- Task prompt
Repeat the material exactly, leaving nothing out.

- Material supplied
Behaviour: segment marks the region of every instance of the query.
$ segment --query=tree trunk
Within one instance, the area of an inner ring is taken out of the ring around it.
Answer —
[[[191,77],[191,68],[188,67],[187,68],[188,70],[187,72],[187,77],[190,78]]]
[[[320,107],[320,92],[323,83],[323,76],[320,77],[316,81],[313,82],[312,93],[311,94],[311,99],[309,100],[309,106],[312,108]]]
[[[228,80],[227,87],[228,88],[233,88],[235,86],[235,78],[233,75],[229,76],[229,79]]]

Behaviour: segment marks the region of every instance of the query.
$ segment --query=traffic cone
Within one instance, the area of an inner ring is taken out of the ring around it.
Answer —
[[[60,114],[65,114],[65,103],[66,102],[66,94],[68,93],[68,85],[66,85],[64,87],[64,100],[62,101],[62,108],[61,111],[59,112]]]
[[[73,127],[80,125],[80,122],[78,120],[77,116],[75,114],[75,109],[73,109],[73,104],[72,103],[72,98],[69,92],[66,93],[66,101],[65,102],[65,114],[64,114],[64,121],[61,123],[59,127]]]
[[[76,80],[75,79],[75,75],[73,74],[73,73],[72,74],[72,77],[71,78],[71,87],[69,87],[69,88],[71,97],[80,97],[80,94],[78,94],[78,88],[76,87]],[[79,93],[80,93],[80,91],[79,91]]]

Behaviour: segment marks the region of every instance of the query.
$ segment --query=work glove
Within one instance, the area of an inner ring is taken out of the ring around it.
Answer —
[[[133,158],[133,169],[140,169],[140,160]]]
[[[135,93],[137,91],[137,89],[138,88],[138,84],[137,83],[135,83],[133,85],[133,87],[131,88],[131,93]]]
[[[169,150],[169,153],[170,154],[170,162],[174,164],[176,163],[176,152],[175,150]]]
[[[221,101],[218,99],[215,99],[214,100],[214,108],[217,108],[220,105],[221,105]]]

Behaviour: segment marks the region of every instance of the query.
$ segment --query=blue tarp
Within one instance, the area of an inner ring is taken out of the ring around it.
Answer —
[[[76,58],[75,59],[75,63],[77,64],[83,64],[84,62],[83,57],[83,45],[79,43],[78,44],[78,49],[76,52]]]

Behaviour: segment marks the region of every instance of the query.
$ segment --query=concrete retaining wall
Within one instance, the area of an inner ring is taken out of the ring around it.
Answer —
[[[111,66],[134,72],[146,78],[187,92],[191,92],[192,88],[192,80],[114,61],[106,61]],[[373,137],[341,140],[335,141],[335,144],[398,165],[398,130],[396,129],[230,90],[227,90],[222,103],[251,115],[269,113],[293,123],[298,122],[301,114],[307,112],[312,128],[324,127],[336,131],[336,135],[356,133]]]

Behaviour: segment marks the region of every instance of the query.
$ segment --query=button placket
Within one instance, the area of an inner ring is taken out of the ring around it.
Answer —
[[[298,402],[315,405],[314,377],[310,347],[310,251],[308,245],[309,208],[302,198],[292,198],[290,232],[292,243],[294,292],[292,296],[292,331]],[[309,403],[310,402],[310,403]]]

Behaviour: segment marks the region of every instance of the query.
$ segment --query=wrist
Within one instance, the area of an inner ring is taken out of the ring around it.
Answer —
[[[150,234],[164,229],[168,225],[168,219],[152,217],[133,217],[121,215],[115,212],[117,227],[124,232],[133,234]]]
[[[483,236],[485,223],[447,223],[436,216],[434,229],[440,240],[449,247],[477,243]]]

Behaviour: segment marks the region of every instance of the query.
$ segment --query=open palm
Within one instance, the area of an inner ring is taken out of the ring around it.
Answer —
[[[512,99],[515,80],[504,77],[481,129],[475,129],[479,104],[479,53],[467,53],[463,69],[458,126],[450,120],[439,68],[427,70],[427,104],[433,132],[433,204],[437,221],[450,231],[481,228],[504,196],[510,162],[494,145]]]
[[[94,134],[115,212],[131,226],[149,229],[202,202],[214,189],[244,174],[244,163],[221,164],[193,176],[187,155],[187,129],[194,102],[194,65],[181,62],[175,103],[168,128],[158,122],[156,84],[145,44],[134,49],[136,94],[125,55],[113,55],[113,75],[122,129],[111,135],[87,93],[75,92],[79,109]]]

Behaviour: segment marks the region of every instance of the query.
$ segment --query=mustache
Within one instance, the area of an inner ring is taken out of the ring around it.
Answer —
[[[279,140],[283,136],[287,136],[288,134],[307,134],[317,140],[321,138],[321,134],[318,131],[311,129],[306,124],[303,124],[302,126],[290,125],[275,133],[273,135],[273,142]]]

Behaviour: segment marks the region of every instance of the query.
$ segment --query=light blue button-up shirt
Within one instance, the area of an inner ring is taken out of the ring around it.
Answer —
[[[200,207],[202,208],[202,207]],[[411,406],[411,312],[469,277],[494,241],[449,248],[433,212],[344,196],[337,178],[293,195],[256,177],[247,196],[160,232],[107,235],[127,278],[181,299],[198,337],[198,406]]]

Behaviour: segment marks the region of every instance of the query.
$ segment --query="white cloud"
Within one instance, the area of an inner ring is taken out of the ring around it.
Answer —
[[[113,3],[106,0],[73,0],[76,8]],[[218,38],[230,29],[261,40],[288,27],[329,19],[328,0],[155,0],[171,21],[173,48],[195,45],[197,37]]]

- Full answer
Behaviour: segment marks the region of every instance of the query.
$ segment --query=tree trunk
Within one instance, the area of an inner ring is taken out of the ring around it.
Answer —
[[[191,77],[191,68],[188,67],[187,68],[188,70],[187,72],[187,77],[190,78]]]
[[[320,107],[320,92],[323,83],[323,76],[320,77],[316,81],[313,82],[312,93],[311,94],[311,99],[309,100],[309,106],[312,108]]]
[[[228,80],[227,87],[228,88],[233,88],[235,86],[235,78],[233,75],[229,76],[229,79]]]

Behaviour: segment marks the region of every instance of the query.
$ segment --query=traffic cone
Within one instance, the area of an inner ring is taken out of the ring around it.
Answer —
[[[60,114],[65,114],[65,103],[66,102],[66,94],[68,93],[68,85],[66,85],[64,87],[64,100],[62,101],[62,108],[61,111],[59,112]]]
[[[73,127],[80,125],[80,122],[78,120],[77,116],[75,114],[75,109],[73,109],[73,104],[72,103],[72,98],[69,92],[66,93],[66,101],[65,102],[65,114],[64,114],[64,121],[61,123],[59,127]]]
[[[76,80],[75,79],[75,75],[73,74],[73,73],[72,74],[72,77],[71,78],[71,87],[69,87],[69,88],[71,97],[80,97],[80,94],[78,94],[78,88],[76,87]],[[79,93],[80,93],[80,91],[79,91]]]

Behaviour: segment marks the region of every instance of the query.
$ segment --query=work glove
Within one instance, the area of an inner ring is taken out of the ring around it.
Answer —
[[[133,158],[133,169],[140,169],[140,160]]]
[[[135,93],[137,91],[137,89],[138,88],[138,84],[137,83],[135,83],[133,85],[133,87],[131,88],[131,93]]]
[[[169,150],[169,153],[170,154],[170,162],[174,164],[176,163],[176,152],[175,150]]]
[[[221,101],[218,99],[215,99],[214,100],[214,108],[217,108],[220,105],[221,105]]]

Behaviour: segment marks the region of every instance of the query.
$ segment --query=blue tarp
Within one instance, the area of an inner ring is taken out of the ring around it.
Answer —
[[[76,58],[75,59],[75,63],[77,64],[83,64],[84,62],[83,57],[83,45],[79,43],[78,44],[78,49],[76,52]]]

Behaviour: segment marks the region of every instance of the query.
$ segment --query=concrete retaining wall
Within one instance, the area of an inner ring is taken out of the ring around it.
Answer —
[[[111,66],[134,72],[146,78],[187,92],[191,92],[192,88],[192,80],[114,61],[106,61]],[[373,137],[341,140],[335,141],[335,144],[398,165],[398,130],[396,129],[230,90],[227,90],[222,103],[251,115],[269,113],[293,123],[298,122],[301,114],[307,112],[312,128],[324,127],[336,131],[336,135],[356,133]]]

Behaviour: segment marks the region of every instance of the query.
$ segment --query=button placket
Within one instance, the area of an inner ring is taken out of the ring around it.
Answer —
[[[298,402],[315,405],[314,377],[310,347],[310,251],[308,245],[309,208],[302,198],[292,198],[290,232],[292,243],[294,292],[292,296],[292,331]],[[309,403],[310,402],[310,403]]]

Behaviour: segment marks the region of every instance of the query.
$ segment --query=wrist
Within one instance, the area of an inner ring is taken out of the ring around it.
Answer —
[[[150,234],[164,229],[168,225],[168,219],[152,217],[133,217],[121,215],[115,212],[117,227],[124,232],[133,234]]]
[[[483,236],[485,223],[447,223],[436,216],[434,229],[440,240],[449,247],[477,243]]]

Behaviour: segment marks the region of every instance of the query.
$ segment --query=open palm
Within one instance, the area of an inner ring is taken out of the ring around it.
Answer —
[[[512,99],[515,80],[504,77],[481,129],[475,129],[479,104],[479,53],[467,53],[463,69],[458,126],[450,120],[439,68],[427,70],[427,104],[433,132],[433,204],[437,221],[450,231],[481,228],[504,196],[510,162],[494,145]]]
[[[94,134],[115,212],[131,226],[149,229],[202,202],[214,189],[244,174],[244,163],[221,164],[193,176],[187,155],[187,129],[194,102],[194,65],[181,62],[175,103],[168,128],[158,122],[156,84],[145,44],[134,49],[136,94],[125,55],[113,55],[113,75],[122,129],[111,135],[87,93],[75,92],[79,109]]]

Behaviour: segment marks the region of every instance of the query.
$ segment --query=mustache
Within one instance, the area of an inner ring is taken out of the ring around it.
Answer —
[[[279,140],[283,136],[287,136],[288,134],[307,134],[317,140],[321,138],[321,134],[318,131],[311,129],[306,124],[303,124],[302,126],[290,125],[275,133],[273,135],[273,142]]]

Behaviour: segment marks the region of every instance of the query.
$ segment --query=light blue button-up shirt
Within one instance, the area of an inner ring is taken out of the ring around it.
Answer —
[[[200,207],[202,208],[202,207]],[[411,406],[411,312],[469,277],[494,241],[449,248],[433,212],[344,196],[337,178],[293,195],[256,177],[247,196],[160,232],[107,235],[127,278],[181,299],[198,337],[198,406]]]

Behaviour: segment marks the region of every instance of the query.
$ segment --query="white cloud"
Within one instance, the area of an inner ring is taken out of the ring around it.
Answer —
[[[113,3],[106,0],[73,0],[76,8]],[[218,38],[230,29],[261,40],[288,27],[329,19],[328,0],[155,0],[171,21],[173,48],[195,45],[197,37]]]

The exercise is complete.